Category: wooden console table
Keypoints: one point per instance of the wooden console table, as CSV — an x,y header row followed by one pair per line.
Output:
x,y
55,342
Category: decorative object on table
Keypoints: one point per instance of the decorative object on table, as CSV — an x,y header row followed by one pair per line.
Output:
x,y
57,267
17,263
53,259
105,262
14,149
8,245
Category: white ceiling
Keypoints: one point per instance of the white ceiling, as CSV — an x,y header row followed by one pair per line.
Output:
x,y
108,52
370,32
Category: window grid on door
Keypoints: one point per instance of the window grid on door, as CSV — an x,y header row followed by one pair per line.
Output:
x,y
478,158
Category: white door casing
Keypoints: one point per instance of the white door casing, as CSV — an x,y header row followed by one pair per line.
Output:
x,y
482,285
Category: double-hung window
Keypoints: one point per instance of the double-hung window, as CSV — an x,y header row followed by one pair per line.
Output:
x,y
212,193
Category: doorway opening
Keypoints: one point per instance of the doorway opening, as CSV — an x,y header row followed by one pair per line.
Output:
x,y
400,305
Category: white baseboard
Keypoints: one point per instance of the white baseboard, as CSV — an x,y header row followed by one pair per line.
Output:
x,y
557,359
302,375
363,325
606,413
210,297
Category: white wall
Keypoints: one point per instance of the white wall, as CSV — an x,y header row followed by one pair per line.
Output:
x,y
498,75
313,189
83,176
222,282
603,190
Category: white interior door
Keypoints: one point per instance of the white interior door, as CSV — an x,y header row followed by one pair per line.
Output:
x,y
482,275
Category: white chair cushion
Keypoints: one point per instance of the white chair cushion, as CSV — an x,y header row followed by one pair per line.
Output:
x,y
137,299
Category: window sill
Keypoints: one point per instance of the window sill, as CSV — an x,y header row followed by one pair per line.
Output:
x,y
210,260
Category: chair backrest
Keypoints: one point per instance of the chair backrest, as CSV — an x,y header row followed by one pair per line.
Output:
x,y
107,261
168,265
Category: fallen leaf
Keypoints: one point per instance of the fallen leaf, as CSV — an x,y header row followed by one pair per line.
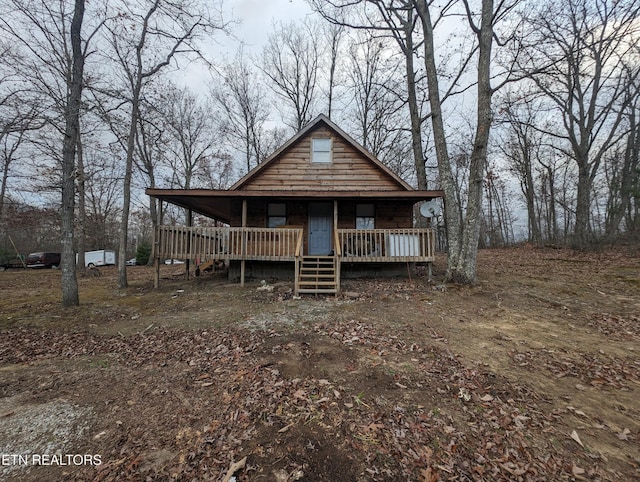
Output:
x,y
576,437
624,435
577,470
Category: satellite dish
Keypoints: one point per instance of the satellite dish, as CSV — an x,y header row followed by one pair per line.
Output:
x,y
430,209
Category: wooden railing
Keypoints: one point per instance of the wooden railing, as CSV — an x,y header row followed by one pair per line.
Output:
x,y
269,244
286,244
386,245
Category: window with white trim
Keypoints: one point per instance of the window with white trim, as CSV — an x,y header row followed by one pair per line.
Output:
x,y
321,150
365,216
276,215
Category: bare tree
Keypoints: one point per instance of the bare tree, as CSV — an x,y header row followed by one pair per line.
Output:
x,y
243,109
55,53
521,147
190,134
291,60
395,20
577,59
146,39
623,175
463,230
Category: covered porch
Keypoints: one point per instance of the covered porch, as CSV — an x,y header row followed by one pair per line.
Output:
x,y
284,244
316,234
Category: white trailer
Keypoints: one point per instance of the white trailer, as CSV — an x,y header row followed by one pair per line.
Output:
x,y
101,257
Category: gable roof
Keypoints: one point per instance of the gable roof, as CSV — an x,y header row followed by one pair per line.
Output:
x,y
321,120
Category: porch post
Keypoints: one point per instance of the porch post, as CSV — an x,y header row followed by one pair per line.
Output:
x,y
190,224
244,242
157,242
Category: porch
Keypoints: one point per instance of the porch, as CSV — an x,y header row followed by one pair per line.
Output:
x,y
313,274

**AIM**.
Pull out all of the material above and reproduce it line for line, without any change. Leave the pictures out of your answer.

**EXPECTED ANSWER**.
Category: wooden console table
Keypoints: one point per instance of the wooden console table, as CSV — an x,y header row followed by one pair per line.
Output:
x,y
55,342
Category: decorative object on table
Keypoints: one point per instance of the decorative object on table, as CSV — an x,y header row followed by one pair per line.
Output:
x,y
57,267
17,263
53,259
105,262
14,149
8,245
Category: white ceiling
Keypoints: one point per instance of the white ceiling, as CSV — an x,y header row followed by one pair per line.
Output:
x,y
108,52
370,32
Category: window grid on door
Keypoints: one point per instance of the window grid on door, as CSV — an x,y header row followed by one pair per line.
Output:
x,y
478,158
Category: white door casing
Keypoints: one point per instance of the white door casing, as CSV — an x,y header row followed by one pair per line.
Output:
x,y
482,285
Category: double-hung window
Keypoints: one point per instance of the double-hung window, as CSV — an x,y header row followed by one pair per line.
Output:
x,y
212,193
Category: doorway opening
Keypoints: one point per instance of the doorway opening, as CSV — an x,y header row followed by one pair per line.
Output:
x,y
400,305
Category: white baseboard
Keypoints: one point per instance of the white baseboard, as CSV — an x,y header row followed by one pair per line.
Output:
x,y
557,359
302,375
363,325
606,413
210,297
Category: white wall
Keypoints: one point per instance of the white wall, as CSV — an x,y header row followed by one pair per line.
Output:
x,y
498,75
313,189
83,176
222,282
603,190
Category: white interior door
Keypoints: one point per instance of the white interior door, as CSV — an x,y header row followed by one pair per line.
Output:
x,y
482,275
Category: white chair cushion
Keypoints: one point per instance of the white chair cushion, as CSV — an x,y header row followed by one pair per line.
Output:
x,y
137,299
Category: window sill
Keypoints: one point per instance of the window sill, as CSV — an x,y header row followed by one pair per line.
Output:
x,y
210,260
Category: chair backrest
Keypoints: one point per instance of the chair backrest, as CSV — an x,y header row followed by one pair per line.
Output:
x,y
107,261
168,265
Category: fallen leaf
Keypoints: one point per instance of the fallen leaf, as CSV — an x,y header row followed by one pair per line.
Output:
x,y
576,437
624,435
577,470
Category: satellite dish
Keypoints: one point per instance of the satellite dish, as CSV — an x,y header row followed by one pair per line.
Output:
x,y
430,209
Category: wooden railing
Keypoints: one point per instance of the wooden railing, as CSV — an x,y header row followed by one pair per line.
Output:
x,y
269,244
286,244
386,245
Category: window with white trim
Keypoints: one point per instance of the window with white trim, as CSV — an x,y header row followed by one pair per line.
Output:
x,y
321,150
365,216
276,215
Category: bare tree
Keypoints: one point per instance of the bare tree, as CSV — an x,y header row followed by one pair per line.
Output:
x,y
243,109
55,53
521,147
190,134
291,60
395,20
577,59
146,39
623,175
463,230
Category: covered porch
Keypoints: one point per instance of the covered porch, as CSV — an x,y header row followed by one pair per line.
Output:
x,y
284,244
316,234
Category: white trailer
Keypoints: one point per instance of the white trailer, as CSV — an x,y header row followed by one pair per line.
Output:
x,y
101,257
Category: gable roof
Keypoints: one point per instance of the gable roof, as CSV — an x,y header row followed by one pair per line.
Output:
x,y
321,120
Category: porch post
Keypoints: one point per instance of the porch post, as CSV — an x,y header row followed by one pair per line.
Output:
x,y
190,224
244,242
157,242
Category: porch
Keypoints: one point per instance of the porch, as CSV — an x,y header row followed by one pair per line.
Output:
x,y
313,274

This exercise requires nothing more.